[Dataset entries]

· · ·

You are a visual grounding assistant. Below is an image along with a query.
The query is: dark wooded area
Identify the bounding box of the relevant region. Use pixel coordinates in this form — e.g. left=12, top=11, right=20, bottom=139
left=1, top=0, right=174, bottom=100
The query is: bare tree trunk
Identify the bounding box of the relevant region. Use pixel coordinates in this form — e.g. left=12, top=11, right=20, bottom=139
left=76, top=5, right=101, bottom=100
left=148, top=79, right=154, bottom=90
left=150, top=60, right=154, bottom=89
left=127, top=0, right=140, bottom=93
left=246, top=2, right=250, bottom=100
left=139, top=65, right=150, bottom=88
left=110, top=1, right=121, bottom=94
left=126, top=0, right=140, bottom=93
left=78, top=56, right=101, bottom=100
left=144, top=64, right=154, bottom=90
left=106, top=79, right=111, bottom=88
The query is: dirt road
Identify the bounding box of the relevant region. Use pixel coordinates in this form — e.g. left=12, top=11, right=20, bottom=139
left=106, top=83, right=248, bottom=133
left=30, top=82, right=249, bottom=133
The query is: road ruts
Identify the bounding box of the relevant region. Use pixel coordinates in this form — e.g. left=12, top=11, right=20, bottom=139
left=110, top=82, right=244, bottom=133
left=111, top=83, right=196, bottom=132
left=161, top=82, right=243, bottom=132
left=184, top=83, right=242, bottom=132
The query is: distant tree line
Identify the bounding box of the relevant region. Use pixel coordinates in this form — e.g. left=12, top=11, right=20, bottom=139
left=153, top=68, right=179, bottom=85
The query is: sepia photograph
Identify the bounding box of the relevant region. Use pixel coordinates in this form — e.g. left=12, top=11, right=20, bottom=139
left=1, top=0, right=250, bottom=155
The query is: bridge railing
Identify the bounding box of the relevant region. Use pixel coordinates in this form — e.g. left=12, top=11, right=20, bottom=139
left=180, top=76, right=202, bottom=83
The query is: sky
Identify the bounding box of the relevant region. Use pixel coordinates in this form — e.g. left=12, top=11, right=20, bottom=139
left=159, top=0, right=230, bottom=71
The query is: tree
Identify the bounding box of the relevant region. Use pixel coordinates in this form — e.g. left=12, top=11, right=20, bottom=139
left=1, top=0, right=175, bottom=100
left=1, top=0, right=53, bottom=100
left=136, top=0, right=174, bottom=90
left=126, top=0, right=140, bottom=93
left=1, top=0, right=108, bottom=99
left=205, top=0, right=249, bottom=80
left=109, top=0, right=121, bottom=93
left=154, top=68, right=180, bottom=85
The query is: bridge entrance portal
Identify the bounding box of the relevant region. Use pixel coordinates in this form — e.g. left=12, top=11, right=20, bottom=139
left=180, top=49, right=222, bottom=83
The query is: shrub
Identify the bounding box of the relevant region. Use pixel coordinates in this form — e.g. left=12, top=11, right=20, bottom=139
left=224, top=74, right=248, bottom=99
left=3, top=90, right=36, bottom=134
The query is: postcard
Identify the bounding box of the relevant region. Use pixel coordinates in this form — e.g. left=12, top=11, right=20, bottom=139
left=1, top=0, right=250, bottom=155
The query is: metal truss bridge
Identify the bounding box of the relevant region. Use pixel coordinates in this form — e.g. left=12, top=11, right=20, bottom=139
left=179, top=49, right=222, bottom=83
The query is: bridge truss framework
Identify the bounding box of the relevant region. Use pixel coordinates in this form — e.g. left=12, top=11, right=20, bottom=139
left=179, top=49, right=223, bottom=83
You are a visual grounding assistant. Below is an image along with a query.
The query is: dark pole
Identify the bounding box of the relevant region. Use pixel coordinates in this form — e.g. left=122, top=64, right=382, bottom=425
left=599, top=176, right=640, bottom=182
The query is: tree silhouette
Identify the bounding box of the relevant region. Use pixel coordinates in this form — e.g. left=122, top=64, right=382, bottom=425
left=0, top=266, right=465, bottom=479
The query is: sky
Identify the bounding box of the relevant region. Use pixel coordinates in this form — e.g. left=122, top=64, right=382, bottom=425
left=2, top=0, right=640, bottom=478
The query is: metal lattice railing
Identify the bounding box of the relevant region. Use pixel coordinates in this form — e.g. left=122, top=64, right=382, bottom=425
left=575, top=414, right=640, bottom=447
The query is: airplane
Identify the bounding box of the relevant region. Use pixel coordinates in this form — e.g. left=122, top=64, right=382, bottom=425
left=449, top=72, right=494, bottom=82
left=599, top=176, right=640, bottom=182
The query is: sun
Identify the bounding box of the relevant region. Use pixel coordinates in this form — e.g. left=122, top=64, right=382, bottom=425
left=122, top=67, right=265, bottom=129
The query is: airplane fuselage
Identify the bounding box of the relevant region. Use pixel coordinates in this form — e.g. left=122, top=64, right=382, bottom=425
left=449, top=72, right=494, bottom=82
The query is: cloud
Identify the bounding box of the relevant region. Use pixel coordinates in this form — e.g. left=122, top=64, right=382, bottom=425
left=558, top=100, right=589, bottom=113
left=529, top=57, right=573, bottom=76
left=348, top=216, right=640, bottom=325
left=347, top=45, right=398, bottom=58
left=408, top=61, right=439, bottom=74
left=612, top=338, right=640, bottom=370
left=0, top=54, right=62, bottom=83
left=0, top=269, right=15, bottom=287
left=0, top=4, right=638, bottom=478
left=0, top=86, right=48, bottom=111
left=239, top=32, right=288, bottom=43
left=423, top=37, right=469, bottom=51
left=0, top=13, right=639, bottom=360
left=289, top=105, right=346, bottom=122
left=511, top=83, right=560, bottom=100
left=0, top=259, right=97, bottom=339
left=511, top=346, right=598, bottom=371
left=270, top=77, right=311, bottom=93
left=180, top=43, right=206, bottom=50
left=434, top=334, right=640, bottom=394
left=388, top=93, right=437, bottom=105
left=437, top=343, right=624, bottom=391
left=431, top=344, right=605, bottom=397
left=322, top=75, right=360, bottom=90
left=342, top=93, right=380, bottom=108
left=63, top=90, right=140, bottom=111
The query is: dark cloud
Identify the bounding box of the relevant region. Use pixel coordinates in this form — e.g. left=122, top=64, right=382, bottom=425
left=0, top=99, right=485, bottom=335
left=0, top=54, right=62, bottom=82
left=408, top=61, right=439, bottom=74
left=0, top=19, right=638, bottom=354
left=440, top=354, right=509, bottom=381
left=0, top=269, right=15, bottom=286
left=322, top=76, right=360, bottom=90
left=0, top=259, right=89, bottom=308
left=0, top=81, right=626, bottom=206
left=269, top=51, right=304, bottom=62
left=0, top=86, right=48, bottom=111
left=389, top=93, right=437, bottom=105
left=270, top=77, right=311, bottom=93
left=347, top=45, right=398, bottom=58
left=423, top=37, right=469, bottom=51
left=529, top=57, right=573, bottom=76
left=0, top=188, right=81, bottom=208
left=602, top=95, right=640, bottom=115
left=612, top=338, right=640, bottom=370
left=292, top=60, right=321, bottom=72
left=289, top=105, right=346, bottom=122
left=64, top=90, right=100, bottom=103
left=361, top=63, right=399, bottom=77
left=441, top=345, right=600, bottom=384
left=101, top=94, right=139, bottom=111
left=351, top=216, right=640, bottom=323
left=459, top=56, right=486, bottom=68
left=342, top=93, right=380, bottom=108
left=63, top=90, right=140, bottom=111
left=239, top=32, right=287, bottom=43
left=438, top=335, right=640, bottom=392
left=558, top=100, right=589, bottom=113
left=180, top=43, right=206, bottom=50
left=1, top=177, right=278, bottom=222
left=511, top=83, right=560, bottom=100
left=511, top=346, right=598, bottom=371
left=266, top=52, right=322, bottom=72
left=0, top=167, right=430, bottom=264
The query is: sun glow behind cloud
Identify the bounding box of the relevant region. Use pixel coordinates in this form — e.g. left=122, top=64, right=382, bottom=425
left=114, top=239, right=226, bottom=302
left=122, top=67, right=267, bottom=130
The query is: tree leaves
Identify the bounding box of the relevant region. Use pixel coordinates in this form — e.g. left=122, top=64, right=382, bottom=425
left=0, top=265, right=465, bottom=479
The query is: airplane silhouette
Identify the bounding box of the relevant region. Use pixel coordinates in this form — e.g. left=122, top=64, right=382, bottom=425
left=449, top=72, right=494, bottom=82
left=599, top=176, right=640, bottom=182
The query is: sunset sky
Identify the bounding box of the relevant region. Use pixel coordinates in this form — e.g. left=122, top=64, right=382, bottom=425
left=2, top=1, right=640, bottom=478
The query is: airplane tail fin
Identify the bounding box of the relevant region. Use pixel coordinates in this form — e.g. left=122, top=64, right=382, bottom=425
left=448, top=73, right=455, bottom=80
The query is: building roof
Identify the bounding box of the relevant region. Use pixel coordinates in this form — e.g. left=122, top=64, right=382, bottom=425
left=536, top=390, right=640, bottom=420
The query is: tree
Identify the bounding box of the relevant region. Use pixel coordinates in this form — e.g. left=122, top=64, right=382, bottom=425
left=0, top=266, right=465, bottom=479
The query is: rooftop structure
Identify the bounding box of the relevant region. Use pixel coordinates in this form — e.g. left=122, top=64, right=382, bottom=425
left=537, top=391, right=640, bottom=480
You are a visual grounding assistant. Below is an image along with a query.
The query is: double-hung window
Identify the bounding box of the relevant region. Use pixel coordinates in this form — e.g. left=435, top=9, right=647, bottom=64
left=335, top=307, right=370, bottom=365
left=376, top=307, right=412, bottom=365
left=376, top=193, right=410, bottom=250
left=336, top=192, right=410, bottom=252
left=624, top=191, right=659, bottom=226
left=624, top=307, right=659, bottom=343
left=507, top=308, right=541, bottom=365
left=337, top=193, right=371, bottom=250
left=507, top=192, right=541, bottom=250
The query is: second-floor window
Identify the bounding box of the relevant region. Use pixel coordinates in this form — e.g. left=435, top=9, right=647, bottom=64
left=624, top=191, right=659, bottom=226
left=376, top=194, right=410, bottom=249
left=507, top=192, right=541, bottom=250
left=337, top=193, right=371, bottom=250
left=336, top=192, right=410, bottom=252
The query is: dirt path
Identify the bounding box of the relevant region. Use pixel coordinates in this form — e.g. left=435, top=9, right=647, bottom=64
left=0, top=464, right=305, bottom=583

· · ·

Exercise objective:
Write the opening line of the data above and every line after it, exactly, stopping once you have written the line with "The query is: bare tree trunk".

Result of this exercise:
You are a visual grounding assistant. Below is an image along with a query.
The query is: dark wooded area
Identify the bounding box of the relevant region. Use pixel coordinates in this form — e.g. left=12, top=11, right=20, bottom=139
left=1, top=0, right=174, bottom=100
The query is: bare tree trunk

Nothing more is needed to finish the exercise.